== Provided records ==
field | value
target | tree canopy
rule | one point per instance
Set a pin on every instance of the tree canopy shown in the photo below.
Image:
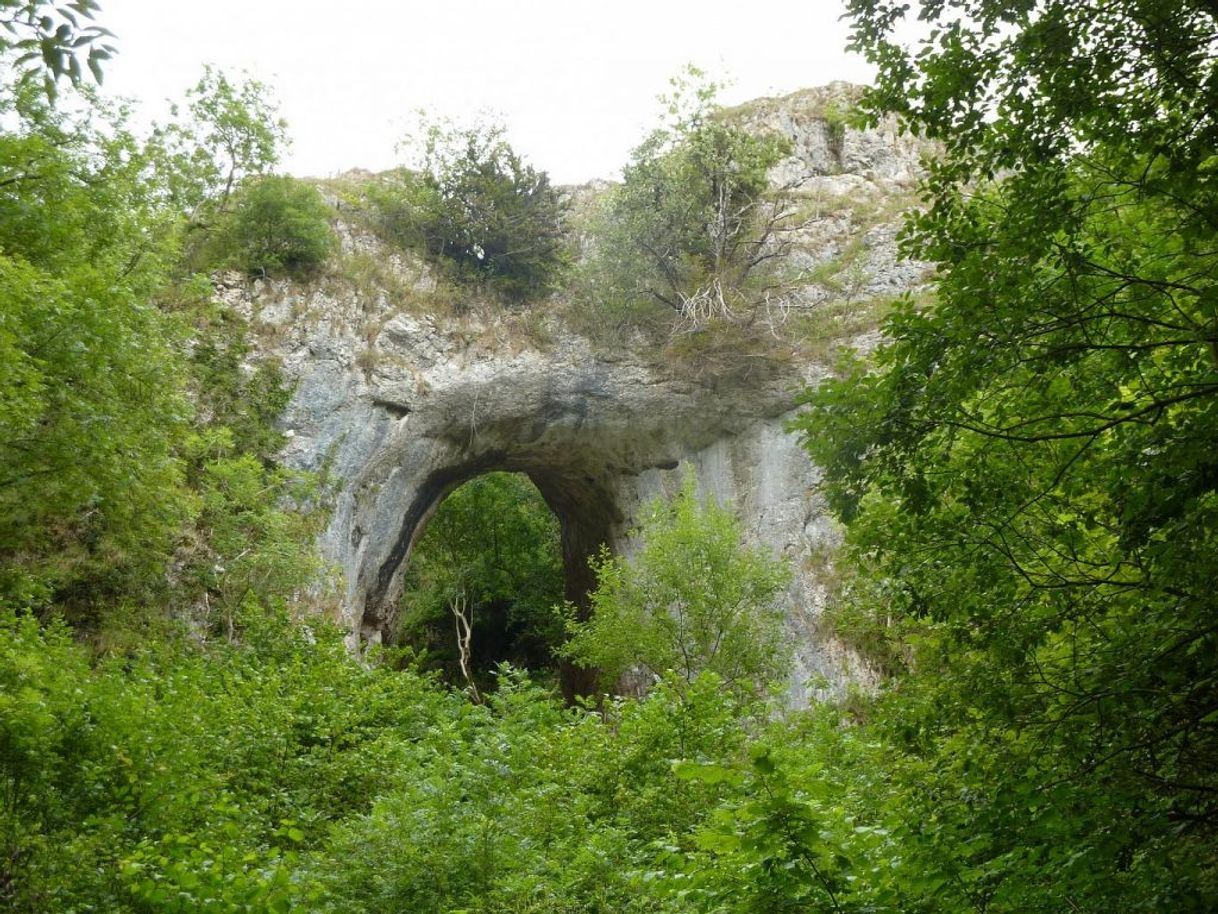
(1027, 466)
===
Looking over the records, find each line with the word "canopy" and copy it.

target | tree canopy
Set a pin on every instance of the tree canopy shown in the photo below.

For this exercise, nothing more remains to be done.